◆ **题目要求 A**
请逐字引用下方记录中的这些行：从含有“Please trace the outline of every instance of the outstretched”的那一行起，一直到含有“184 104 L 184”的那一行为止，首尾两行都包括在内。

◆ **引用段落**
UVA 11988 Broken Keyboard (a.k.a. Beiju Text)

双端队列。输入一个字符串，包含‘[’和‘]’，表示home和end，也就是说打字的时候光标会跑到最前边或最后边。直接用string模拟的话应该会超时，每次都要改很多东西。

于是乎搞个deque吧。双端队列，两端都可以入队出队的好东东。记录一段字符串的开始和结束的下标，使得他们是连在一起的，不含[ ]，注意可能是直接到字符串的最后哦。然后如果遇到home，就push_front，遇到end就push_back，然后一边遍历输出就可以啦。

#include<algorithm>
#include<iostream>
#include<cstring>
#include<cstdio>
#include<vector>
#include<string>
#include<deque>
#include<queue>
#include<cmath>
///LOOP
#define REP(i, n) for(int i = 0; i < n; i++)
#define FF(i, a, b) for(int i = a; i < b; i++)
#define FFF(i, a, b) for(int i = a; i <= b; i++)
#define FD(i, a, b) for(int i = a - 1; i >= b; i--)
#define FDD(i, a, b) for(int i = a; i >= b; i--)
///INPUT
#define RI(n) scanf("%d", &n)
#define RII(n, m) scanf("%d%d", &n, &m)
#define RIII(n, m, k) scanf("%d%d%d", &n, &m, &k)
#define RIV(n, m, k, p) scanf("%d%d%d%d", &n, &m, &k, &p)
#define RV(n, m, k, p, q) scanf("%d%d%d%d%d", &n, &m, &k, &p, &q)
#define RFI(n) scanf("%lf", &n)
#define RFII(n, m) scanf("%lf%lf", &n, &m)

◆ **题目要求 B**
请原样打印上面这篇 UVA 11988 题解中，从“于是乎搞个deque吧。双端”起一直到“i = 0; i < n; i++)”为止的全部内容。

◆ **数据集中的行**
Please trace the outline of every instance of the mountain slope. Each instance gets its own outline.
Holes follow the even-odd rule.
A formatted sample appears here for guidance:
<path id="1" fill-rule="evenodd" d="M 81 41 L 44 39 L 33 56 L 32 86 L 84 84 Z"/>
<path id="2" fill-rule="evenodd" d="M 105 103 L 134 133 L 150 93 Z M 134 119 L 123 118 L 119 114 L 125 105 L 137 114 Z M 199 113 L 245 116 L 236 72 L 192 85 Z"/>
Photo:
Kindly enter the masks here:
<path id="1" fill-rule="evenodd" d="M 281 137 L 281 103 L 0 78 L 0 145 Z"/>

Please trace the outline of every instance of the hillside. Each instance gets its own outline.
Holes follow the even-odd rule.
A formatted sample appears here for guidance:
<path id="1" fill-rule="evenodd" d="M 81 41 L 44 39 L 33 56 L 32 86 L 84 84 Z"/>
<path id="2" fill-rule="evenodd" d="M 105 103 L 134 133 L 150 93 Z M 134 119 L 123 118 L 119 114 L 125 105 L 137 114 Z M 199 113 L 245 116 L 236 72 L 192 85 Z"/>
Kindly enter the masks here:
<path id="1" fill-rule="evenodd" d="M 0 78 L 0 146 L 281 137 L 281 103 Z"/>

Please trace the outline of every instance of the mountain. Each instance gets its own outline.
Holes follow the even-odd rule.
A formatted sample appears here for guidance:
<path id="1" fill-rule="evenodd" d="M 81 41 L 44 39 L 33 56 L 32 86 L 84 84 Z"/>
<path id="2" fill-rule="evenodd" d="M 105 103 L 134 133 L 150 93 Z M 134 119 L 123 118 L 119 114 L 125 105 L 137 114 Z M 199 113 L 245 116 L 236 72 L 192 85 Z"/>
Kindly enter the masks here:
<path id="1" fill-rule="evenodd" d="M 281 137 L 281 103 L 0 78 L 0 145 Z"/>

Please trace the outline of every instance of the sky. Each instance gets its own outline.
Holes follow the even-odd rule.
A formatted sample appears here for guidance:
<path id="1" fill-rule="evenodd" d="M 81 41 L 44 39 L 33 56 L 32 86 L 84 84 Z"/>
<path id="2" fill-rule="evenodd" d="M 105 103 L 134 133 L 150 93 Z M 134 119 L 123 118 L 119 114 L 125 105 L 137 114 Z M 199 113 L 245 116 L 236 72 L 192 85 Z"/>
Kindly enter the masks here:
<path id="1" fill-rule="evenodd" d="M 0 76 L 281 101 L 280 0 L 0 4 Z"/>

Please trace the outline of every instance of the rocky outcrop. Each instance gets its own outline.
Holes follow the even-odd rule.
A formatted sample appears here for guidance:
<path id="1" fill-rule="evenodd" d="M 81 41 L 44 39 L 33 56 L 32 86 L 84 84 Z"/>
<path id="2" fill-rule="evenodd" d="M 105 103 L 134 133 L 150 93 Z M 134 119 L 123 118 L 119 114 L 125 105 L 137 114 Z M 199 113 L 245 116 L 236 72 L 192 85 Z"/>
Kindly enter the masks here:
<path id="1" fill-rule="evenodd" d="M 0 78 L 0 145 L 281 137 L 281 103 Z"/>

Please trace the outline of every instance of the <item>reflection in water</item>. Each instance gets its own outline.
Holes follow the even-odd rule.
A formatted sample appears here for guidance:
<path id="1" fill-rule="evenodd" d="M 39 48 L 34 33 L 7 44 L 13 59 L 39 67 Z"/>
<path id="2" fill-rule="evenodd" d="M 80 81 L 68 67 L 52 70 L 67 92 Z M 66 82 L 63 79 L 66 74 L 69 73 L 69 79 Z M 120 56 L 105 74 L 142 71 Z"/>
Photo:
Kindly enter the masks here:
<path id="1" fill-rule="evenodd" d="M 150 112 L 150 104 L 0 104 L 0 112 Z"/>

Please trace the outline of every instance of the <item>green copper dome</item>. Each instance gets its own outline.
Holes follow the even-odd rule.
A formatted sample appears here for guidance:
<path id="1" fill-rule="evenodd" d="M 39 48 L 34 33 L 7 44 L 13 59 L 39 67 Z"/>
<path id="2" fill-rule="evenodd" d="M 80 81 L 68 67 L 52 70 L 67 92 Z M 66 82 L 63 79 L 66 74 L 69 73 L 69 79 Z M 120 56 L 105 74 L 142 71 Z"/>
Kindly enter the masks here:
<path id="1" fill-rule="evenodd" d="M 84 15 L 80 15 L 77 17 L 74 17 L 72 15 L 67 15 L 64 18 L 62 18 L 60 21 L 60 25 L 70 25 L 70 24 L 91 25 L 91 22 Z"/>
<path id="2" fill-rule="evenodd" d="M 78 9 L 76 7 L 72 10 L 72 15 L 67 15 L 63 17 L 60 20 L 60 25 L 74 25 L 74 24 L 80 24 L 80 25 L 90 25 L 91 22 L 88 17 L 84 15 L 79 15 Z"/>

* * *

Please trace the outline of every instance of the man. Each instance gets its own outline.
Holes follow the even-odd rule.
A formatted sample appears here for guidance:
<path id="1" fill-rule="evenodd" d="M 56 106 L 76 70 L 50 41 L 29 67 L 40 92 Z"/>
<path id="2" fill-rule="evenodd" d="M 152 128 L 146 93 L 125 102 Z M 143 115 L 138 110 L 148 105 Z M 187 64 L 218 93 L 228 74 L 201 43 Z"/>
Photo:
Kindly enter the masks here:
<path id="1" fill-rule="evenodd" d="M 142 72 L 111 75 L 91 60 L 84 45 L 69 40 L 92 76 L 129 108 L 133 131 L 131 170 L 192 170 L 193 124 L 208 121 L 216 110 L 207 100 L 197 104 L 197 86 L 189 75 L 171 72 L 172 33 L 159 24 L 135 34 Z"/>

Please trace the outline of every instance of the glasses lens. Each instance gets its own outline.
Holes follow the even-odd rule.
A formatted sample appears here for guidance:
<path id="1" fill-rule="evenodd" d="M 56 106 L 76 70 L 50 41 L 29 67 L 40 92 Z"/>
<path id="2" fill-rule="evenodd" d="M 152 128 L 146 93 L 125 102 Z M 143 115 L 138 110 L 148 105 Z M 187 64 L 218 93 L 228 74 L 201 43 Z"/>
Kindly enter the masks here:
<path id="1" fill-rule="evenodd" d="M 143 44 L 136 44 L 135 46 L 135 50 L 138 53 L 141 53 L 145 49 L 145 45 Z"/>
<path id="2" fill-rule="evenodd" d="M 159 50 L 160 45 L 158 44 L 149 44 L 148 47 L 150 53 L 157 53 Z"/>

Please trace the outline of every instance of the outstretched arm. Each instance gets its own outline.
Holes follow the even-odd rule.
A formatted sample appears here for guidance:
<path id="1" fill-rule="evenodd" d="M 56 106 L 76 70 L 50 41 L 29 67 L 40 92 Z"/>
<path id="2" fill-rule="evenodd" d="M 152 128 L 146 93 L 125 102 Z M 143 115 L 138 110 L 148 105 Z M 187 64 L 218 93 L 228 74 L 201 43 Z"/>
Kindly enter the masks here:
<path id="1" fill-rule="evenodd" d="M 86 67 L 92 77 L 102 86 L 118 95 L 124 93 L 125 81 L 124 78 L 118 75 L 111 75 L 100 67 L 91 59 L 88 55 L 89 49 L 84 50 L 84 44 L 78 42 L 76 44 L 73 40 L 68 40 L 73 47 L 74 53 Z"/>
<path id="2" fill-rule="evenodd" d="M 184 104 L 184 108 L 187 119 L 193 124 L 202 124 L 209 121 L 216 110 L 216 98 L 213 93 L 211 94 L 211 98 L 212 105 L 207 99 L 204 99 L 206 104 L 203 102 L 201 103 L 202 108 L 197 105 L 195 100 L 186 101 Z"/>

==

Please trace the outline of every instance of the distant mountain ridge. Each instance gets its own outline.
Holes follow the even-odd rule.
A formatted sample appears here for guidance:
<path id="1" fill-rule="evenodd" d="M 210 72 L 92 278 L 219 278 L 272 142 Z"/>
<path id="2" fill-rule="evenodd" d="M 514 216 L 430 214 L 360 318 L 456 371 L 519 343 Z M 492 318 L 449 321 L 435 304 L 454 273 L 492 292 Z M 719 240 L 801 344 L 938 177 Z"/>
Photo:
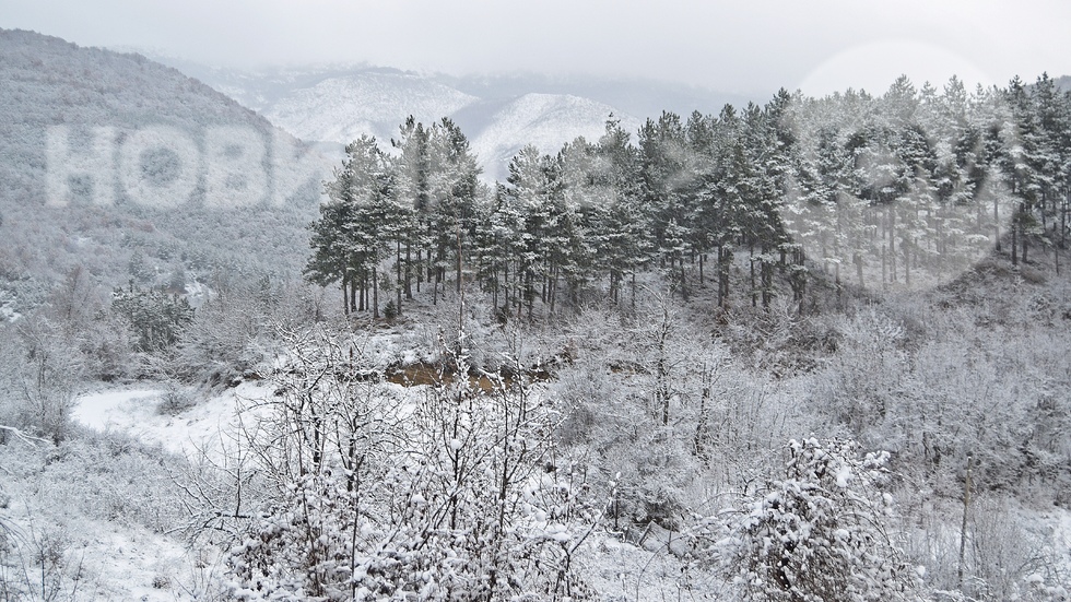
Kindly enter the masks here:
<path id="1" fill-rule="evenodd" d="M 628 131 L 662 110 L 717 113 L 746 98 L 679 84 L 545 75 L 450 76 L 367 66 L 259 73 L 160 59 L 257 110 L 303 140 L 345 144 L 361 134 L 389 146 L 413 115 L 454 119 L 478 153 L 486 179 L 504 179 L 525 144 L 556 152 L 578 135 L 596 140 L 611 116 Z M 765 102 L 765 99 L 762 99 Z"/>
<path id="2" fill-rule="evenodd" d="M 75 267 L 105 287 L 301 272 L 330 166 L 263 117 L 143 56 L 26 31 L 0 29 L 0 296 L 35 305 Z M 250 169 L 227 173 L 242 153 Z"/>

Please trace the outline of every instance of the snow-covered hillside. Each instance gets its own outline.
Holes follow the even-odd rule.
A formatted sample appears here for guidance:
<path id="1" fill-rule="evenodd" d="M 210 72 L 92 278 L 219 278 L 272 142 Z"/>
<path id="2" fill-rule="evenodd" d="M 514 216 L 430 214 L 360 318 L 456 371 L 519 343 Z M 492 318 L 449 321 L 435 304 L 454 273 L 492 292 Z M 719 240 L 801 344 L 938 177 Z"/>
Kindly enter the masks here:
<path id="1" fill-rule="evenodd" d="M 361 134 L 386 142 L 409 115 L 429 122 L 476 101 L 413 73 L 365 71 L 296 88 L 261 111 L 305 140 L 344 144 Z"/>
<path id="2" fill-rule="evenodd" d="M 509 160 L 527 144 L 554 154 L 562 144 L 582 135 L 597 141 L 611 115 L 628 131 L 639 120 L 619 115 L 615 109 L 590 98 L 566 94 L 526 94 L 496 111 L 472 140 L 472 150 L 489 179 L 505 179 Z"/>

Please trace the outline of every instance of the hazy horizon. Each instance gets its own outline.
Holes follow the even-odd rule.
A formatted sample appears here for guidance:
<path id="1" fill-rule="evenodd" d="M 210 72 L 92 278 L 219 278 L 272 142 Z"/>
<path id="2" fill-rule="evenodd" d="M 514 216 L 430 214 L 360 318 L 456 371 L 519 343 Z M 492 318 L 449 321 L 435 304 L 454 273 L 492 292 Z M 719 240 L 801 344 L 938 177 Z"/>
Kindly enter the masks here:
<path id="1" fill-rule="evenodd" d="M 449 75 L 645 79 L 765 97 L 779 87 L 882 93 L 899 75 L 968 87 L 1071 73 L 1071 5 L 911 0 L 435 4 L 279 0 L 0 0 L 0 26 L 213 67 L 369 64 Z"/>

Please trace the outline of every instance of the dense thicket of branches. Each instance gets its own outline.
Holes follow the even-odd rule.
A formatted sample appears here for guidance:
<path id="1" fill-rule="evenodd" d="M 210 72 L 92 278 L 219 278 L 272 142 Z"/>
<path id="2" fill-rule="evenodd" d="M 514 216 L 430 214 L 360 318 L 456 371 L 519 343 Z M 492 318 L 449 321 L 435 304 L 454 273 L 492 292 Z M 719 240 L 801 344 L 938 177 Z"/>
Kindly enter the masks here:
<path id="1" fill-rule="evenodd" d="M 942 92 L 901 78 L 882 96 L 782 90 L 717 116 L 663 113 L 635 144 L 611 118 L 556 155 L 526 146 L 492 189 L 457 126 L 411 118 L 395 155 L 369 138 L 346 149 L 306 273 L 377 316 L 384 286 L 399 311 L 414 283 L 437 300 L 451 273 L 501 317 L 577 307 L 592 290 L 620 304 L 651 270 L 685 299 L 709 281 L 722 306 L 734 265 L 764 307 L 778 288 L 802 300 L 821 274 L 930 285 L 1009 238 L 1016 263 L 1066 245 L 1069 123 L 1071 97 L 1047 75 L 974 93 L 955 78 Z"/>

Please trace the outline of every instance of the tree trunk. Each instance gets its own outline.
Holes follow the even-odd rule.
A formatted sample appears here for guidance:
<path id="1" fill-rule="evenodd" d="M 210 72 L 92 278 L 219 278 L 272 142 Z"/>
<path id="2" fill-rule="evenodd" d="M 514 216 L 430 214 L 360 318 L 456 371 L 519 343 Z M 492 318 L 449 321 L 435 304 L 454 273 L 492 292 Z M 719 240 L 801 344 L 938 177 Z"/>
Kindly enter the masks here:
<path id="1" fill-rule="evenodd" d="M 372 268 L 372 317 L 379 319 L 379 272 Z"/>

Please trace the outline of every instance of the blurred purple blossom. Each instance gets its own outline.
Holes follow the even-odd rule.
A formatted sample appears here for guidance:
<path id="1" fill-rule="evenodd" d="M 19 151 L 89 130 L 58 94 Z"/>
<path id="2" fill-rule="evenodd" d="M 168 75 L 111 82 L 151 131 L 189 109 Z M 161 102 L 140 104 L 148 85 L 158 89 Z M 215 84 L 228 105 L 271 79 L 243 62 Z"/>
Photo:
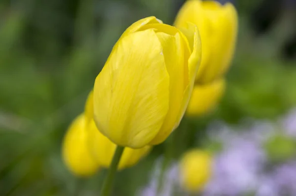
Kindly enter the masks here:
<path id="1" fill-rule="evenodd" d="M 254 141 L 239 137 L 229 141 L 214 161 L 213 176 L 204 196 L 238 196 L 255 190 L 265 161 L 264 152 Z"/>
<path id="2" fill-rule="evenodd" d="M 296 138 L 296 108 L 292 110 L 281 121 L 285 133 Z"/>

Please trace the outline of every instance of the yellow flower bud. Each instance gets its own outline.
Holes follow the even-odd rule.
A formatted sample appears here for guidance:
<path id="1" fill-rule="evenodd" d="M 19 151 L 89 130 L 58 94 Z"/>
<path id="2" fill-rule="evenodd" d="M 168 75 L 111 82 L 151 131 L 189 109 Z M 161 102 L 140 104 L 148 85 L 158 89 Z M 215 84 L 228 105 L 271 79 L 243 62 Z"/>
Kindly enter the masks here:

◆ **参考答案 A**
Please trace the outline of every instance of the outstretched arm. Each instance gets its own outline.
Holes follow the even-odd rule.
A formatted sample appears here for guidance:
<path id="1" fill-rule="evenodd" d="M 56 106 L 76 70 L 50 41 L 29 67 L 40 92 Z"/>
<path id="2" fill-rule="evenodd" d="M 152 128 L 146 93 L 125 102 Z M 143 115 L 138 110 L 148 105 Z M 187 64 L 218 93 L 228 74 L 201 43 Z"/>
Kindly enter the masks here:
<path id="1" fill-rule="evenodd" d="M 86 67 L 92 77 L 102 86 L 118 95 L 124 93 L 125 81 L 124 78 L 118 75 L 111 75 L 100 67 L 91 59 L 88 55 L 89 49 L 84 50 L 84 44 L 78 42 L 76 44 L 73 40 L 68 40 L 73 47 L 74 53 Z"/>
<path id="2" fill-rule="evenodd" d="M 184 104 L 184 108 L 187 119 L 193 124 L 202 124 L 209 121 L 216 110 L 216 98 L 213 93 L 211 94 L 211 98 L 212 105 L 207 99 L 204 99 L 206 104 L 203 102 L 201 103 L 202 108 L 197 105 L 195 100 L 186 101 Z"/>

◆ **参考答案 B**
于是乎搞个deque吧。双端队列，两端都可以入队出队的好东东。记录一段字符串的开始和结束的下标，使得他们是连在一起的，不含[ ]，注意可能是直接到字符串的最后哦。然后如果遇到home，就push_front，遇到end就push_back，然后一边遍历输出就可以啦。

#include<algorithm>
#include<iostream>
#include<cstring>
#include<cstdio>
#include<vector>
#include<string>
#include<deque>
#include<queue>
#include<cmath>
///LOOP
#define REP(i, n) for(int i = 0; i < n; i++)